### [Material shown]
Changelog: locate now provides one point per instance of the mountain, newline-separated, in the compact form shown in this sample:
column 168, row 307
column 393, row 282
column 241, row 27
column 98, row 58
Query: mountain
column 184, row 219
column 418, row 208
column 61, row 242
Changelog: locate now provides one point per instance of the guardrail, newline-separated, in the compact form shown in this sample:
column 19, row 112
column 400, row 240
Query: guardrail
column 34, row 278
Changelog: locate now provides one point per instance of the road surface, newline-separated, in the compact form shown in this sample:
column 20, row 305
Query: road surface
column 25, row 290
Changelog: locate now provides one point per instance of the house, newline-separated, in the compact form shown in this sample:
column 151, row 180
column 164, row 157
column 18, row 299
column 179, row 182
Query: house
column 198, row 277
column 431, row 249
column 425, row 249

* * *

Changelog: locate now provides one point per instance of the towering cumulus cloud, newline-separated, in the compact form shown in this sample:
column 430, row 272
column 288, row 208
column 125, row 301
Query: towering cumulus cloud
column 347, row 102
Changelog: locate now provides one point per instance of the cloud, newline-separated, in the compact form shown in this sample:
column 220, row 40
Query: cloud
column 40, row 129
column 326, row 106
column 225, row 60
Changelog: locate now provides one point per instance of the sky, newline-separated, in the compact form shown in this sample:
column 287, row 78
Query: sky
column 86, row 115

...

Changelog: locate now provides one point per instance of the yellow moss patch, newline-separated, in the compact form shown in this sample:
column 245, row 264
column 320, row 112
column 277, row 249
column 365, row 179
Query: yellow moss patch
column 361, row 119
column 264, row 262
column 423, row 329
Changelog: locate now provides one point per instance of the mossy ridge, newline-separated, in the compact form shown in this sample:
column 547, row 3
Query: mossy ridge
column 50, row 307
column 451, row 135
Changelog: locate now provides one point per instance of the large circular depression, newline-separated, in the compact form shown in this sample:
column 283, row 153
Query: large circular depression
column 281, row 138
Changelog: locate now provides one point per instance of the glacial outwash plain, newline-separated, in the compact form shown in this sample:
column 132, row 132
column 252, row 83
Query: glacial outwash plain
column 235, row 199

### [Problem to solve]
Pick out every line in the records above that contains the word "Query". Case matters.

### [Result]
Query: mountain
Query: guardrail
Query: road surface
Query: house
Query: towering cumulus cloud
Query: cloud
Query: sky
Query: yellow moss patch
Query: mossy ridge
Query: large circular depression
Query: glacial outwash plain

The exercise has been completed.